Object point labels
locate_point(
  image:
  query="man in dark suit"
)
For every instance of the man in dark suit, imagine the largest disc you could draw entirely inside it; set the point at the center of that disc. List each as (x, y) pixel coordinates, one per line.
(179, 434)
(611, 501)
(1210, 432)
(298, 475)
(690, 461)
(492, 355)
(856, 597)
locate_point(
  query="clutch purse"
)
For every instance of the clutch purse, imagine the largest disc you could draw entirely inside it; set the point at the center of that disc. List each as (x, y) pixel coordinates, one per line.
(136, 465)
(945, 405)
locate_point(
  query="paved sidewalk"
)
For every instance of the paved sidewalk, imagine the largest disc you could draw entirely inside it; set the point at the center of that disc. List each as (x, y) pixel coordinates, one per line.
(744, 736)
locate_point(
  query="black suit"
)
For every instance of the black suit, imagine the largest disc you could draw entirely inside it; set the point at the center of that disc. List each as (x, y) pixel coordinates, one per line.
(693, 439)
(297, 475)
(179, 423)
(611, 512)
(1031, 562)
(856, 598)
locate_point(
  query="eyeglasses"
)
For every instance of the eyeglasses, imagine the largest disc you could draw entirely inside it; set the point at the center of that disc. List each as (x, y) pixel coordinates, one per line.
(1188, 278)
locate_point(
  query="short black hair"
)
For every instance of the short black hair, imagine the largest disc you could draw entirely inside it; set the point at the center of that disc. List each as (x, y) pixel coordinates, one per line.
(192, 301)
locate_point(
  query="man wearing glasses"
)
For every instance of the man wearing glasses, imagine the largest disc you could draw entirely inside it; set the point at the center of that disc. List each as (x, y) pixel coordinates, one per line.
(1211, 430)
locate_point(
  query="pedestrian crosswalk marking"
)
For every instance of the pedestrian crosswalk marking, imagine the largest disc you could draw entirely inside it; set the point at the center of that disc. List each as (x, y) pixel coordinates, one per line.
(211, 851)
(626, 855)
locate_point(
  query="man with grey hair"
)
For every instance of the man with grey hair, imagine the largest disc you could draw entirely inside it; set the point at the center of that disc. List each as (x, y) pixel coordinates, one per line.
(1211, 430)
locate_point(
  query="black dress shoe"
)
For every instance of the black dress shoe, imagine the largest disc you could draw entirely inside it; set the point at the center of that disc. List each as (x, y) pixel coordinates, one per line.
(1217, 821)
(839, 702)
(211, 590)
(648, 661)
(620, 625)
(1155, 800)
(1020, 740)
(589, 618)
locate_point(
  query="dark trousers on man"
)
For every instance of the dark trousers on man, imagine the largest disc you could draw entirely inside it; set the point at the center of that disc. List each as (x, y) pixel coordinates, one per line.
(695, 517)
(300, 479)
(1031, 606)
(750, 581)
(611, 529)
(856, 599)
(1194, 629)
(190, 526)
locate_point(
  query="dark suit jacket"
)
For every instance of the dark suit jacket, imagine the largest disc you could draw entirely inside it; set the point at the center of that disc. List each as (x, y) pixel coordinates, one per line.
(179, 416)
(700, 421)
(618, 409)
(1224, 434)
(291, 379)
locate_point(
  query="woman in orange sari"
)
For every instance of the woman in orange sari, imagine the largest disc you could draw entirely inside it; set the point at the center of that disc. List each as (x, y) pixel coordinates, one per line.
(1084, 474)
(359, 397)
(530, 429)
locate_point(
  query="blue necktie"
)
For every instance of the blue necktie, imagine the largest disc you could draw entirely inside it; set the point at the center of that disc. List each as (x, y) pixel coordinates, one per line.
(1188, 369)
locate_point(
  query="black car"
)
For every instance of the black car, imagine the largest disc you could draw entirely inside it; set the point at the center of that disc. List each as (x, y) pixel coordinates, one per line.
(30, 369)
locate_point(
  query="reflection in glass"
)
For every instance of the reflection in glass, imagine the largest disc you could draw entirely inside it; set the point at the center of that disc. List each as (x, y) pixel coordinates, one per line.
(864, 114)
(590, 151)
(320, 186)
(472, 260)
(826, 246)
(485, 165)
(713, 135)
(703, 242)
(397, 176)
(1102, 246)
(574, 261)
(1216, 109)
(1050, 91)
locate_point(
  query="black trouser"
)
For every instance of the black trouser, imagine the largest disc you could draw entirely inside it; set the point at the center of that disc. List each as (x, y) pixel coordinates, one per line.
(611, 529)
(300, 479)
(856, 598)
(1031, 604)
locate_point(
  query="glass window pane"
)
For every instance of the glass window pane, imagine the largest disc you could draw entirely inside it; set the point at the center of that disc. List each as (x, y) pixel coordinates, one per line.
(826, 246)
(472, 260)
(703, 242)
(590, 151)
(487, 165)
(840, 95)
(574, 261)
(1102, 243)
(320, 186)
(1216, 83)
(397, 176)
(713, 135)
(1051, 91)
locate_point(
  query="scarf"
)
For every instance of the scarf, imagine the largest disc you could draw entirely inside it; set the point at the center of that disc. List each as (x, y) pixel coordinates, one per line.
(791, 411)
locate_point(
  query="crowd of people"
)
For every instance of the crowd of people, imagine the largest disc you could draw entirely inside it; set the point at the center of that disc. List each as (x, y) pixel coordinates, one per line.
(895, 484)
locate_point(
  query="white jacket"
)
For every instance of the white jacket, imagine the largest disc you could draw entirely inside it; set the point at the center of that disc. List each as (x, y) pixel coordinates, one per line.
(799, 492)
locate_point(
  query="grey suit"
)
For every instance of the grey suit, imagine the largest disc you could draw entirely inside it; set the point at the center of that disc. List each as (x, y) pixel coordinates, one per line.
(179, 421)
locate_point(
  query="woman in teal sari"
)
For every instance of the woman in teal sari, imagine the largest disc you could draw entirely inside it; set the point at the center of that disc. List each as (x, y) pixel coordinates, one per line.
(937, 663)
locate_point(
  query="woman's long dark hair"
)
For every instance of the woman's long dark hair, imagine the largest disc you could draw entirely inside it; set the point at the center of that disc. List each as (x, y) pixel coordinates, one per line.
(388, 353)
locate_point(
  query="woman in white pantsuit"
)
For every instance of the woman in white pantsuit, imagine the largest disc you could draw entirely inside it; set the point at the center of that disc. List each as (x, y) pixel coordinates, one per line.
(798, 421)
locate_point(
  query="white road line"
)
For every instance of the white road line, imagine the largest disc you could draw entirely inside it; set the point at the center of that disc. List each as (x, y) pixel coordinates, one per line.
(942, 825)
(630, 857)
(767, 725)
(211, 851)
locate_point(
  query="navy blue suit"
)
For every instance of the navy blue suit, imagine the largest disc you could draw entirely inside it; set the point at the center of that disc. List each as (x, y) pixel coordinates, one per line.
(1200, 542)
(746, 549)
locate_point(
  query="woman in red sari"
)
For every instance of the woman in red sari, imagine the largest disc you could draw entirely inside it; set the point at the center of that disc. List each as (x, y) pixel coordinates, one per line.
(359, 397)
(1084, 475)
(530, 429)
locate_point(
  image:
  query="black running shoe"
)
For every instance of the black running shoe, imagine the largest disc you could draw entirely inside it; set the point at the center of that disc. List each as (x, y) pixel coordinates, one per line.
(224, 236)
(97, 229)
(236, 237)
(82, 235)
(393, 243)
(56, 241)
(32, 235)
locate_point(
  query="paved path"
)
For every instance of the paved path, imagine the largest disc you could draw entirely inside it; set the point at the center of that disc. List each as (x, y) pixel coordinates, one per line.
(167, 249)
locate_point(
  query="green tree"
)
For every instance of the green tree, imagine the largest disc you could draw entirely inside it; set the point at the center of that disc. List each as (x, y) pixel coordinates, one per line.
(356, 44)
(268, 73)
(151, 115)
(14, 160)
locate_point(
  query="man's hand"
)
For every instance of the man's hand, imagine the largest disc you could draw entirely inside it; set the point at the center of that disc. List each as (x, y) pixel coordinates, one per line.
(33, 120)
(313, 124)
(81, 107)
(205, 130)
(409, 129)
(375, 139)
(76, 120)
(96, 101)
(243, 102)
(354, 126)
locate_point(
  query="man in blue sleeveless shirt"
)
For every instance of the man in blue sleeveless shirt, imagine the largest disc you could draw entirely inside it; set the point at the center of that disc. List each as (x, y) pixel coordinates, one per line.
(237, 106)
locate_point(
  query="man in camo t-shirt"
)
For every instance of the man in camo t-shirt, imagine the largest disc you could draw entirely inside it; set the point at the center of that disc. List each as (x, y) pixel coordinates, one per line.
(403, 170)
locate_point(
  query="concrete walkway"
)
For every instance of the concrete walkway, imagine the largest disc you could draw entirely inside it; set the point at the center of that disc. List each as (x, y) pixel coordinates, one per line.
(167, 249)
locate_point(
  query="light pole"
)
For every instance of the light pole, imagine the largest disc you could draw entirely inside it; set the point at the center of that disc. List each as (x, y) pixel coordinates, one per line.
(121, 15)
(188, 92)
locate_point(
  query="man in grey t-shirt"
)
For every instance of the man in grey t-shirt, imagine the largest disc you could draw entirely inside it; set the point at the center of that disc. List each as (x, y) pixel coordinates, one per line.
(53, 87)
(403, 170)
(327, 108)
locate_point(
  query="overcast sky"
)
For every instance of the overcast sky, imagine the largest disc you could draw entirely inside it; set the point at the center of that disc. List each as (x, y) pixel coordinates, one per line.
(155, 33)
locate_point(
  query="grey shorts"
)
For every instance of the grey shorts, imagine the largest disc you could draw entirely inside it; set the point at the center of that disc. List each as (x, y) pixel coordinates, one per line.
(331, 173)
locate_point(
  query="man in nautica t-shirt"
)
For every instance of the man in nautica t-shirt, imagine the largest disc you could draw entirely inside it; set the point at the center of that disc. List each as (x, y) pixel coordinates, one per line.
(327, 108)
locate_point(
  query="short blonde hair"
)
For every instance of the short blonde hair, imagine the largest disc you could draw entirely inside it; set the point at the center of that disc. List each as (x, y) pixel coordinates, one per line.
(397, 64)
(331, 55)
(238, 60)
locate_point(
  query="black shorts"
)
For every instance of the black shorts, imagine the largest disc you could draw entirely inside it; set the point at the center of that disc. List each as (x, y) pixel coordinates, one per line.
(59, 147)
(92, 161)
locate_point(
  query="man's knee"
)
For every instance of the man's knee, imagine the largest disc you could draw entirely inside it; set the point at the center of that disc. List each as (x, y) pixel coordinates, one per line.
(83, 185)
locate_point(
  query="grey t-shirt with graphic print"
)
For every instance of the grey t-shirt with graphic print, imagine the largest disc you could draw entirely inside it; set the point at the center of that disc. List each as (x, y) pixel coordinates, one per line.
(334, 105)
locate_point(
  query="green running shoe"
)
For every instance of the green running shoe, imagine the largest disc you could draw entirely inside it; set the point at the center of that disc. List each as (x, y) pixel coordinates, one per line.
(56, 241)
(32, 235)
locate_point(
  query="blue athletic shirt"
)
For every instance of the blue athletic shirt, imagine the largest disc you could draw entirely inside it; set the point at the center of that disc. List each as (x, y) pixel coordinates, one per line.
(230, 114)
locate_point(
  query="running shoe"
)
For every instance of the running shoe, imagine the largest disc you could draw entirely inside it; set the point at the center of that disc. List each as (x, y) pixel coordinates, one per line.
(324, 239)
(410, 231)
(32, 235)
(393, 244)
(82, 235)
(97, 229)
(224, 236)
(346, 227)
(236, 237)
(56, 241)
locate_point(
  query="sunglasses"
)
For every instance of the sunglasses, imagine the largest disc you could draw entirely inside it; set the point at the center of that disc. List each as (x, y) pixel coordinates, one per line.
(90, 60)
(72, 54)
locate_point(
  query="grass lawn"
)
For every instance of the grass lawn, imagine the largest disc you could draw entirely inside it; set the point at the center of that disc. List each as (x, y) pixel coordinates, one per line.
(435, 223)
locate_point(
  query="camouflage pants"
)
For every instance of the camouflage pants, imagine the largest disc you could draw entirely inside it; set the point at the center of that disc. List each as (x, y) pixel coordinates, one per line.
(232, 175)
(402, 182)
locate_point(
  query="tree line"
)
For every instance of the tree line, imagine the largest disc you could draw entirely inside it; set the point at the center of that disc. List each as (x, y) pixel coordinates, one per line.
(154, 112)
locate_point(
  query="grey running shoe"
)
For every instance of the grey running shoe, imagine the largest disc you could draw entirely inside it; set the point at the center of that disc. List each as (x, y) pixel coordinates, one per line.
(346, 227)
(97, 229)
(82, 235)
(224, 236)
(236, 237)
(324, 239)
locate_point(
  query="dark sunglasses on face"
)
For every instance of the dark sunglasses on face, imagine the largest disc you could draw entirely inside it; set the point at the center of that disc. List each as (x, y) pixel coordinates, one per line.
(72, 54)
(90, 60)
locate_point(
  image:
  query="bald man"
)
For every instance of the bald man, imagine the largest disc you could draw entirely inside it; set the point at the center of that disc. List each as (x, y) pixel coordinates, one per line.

Task prompt: Locate each line in the rows above that contains the string "people", treating uppercase and lowercase as different, and copy those lines out.

Reply:
  query="crowd of people"
For every instance of the crowd of people, imagine the largest disc you could draw entirely inside it; set the point at the center of that disc. List each as (x, y) pixel coordinates, one per line.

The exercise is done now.